§ **Excerpted text**:

::::::

For the most part, Chickens and Pigeons don't mix well. For years my Hens slept in the garage with my Pigeons although they were separated. The chickens were always sick, it was one thing after the other, until I had their own coop built.
Last spring, a feral Pigeon couple made a nest in the chicken coop. The chickens were very aggressive toward them and probably would have hurt them if they could have caught them. 
They got along well with the foster duck though.


----------



## bluebirdsnfur (Jan 20, 2009)

Well I can see the chickens will have to wait. I plan on accomadating the pigeons first. As Flurry our little white stray pigeon showed up first, it'll be first come first serve. 
Thanks for the advice everyone.


----------



## maryjane (Jul 15, 2006)

My kings all get along with the other birds. I would not hesitate if I were you, to put them in with the racers/homers. I would be wary of putting them with the doves as generally the doves don't do so well with the pigeons. Of course each one is individual, and will have its own temperament, but in general I've always found them to be exactly that, "gentle giants".


----------



## TAWhatley (Mar 6, 2001)

::::::

§ **Provided material**:
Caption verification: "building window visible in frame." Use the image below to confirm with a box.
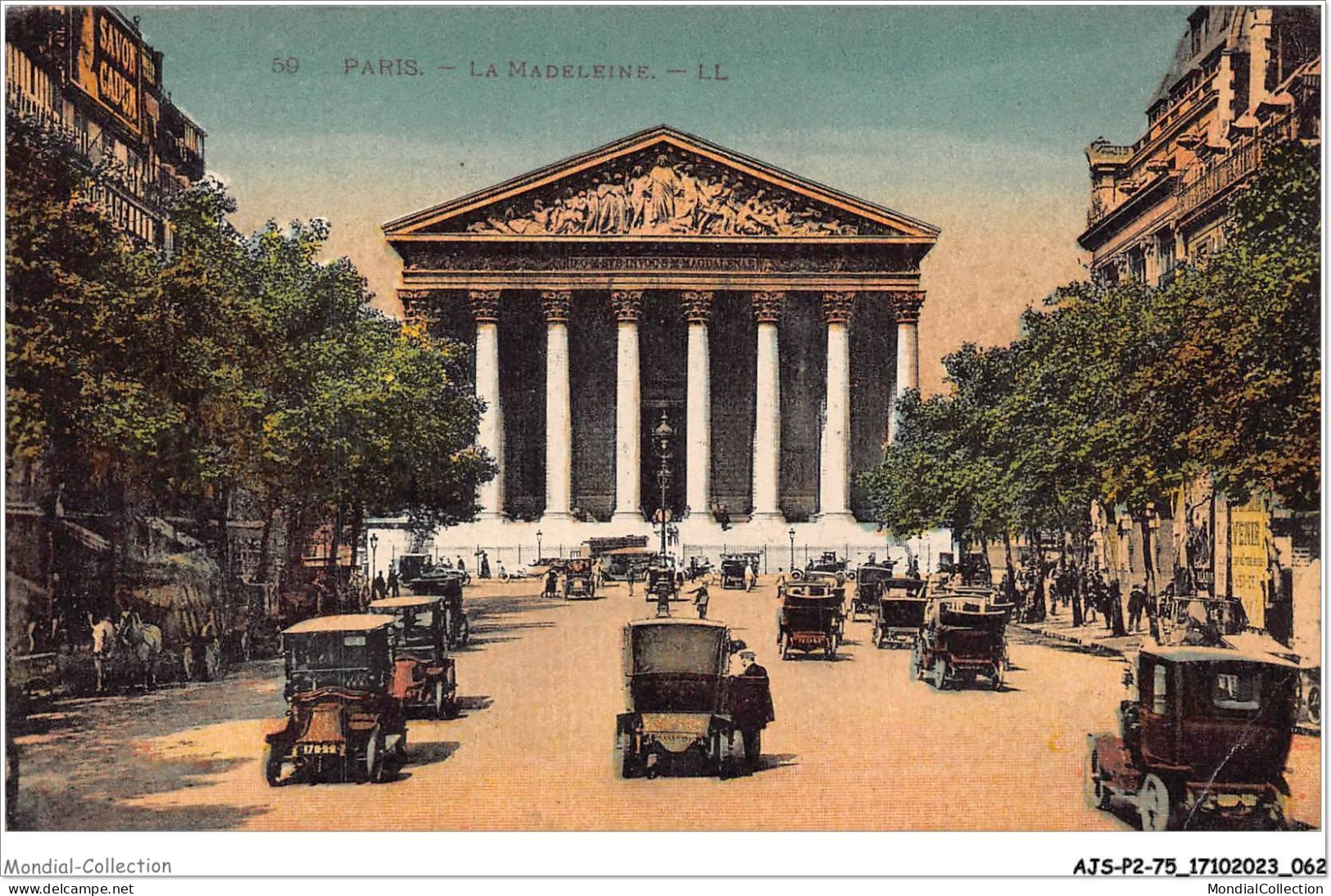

::::::

§ **Exercise instructions**:
Resume the forum thread about housing pigeons alongside chickens and other birds, picking up right after its final line.

§ **Result for this task**:
I wouldn't try putting the Kings with the doves .. the size difference is just too great. Just one aggressive King and you've got dead or injured doves. I have had Kings with homers/racers/ferals, and that works OK, but even then you have to be sure you don't have an aggressive King because he or she will totally kick butt on the other pigeons. Generally, the Kings are very gentle birds, so it probably won't be a problem, but if it happens, you've got a bird that weighs enough more and is enough stronger to put some real hurt on a smaller bird. On the other hand, I've had gentle Kings who got their butts kicked by aggressive homers and ferals .. you've just got to watch them. I am constantly playing "ring around the rosie" here with moving birds from one group to another until I get a good match.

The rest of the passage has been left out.